Task to carry out
Copy the entries below exactly; any picture among them should be left out.

Provided information
Start of Block
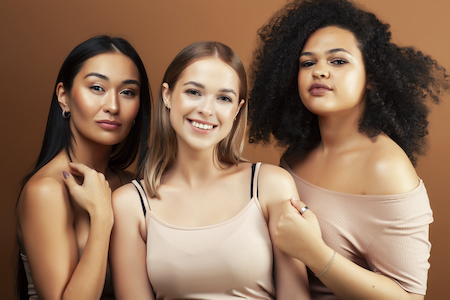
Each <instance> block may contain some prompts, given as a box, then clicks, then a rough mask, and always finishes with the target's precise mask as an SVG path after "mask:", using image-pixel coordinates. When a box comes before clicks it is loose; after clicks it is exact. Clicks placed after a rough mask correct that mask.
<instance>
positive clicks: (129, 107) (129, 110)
mask: <svg viewBox="0 0 450 300" xmlns="http://www.w3.org/2000/svg"><path fill="white" fill-rule="evenodd" d="M140 105H141V104H140V102H139V100H136V101H135V102H133V103H130V105H129V107H128V110H127V118H130V119H131V120H134V119H135V118H136V116H137V114H138V112H139V107H140Z"/></svg>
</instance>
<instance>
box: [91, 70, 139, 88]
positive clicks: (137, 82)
mask: <svg viewBox="0 0 450 300" xmlns="http://www.w3.org/2000/svg"><path fill="white" fill-rule="evenodd" d="M89 76H94V77H98V78H100V79H103V80H107V81H108V80H109V78H108V77H107V76H105V75H103V74H100V73H96V72H91V73H89V74H87V75H86V76H84V78H87V77H89ZM122 83H123V84H135V85H137V86H138V87H140V86H141V85H140V84H139V81H137V80H135V79H127V80H124V81H122Z"/></svg>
End of Block
Reply
Each <instance> block may contain some prompts, given as a box, then clicks, then a rough mask, and always finishes with the target's precise mask as an SVG path after "mask:", using image-pixel coordinates. When a box comes before clicks it is loose; after clicks it is exact. Clicks placed after a rough mask correct that mask.
<instance>
positive clicks: (129, 107) (129, 110)
mask: <svg viewBox="0 0 450 300" xmlns="http://www.w3.org/2000/svg"><path fill="white" fill-rule="evenodd" d="M140 105H141V104H140V102H139V100H136V101H135V102H133V103H130V105H129V107H128V110H127V118H130V119H131V120H134V119H135V118H136V116H137V114H138V112H139V107H140Z"/></svg>
</instance>
<instance>
box: [91, 70, 139, 88]
positive clicks: (137, 82)
mask: <svg viewBox="0 0 450 300" xmlns="http://www.w3.org/2000/svg"><path fill="white" fill-rule="evenodd" d="M89 76H94V77H98V78H100V79H103V80H107V81H108V80H109V78H108V77H107V76H105V75H103V74H100V73H96V72H91V73H89V74H87V75H86V76H84V78H87V77H89ZM122 83H123V84H135V85H137V86H138V87H140V86H141V85H140V84H139V81H137V80H135V79H127V80H124V81H122Z"/></svg>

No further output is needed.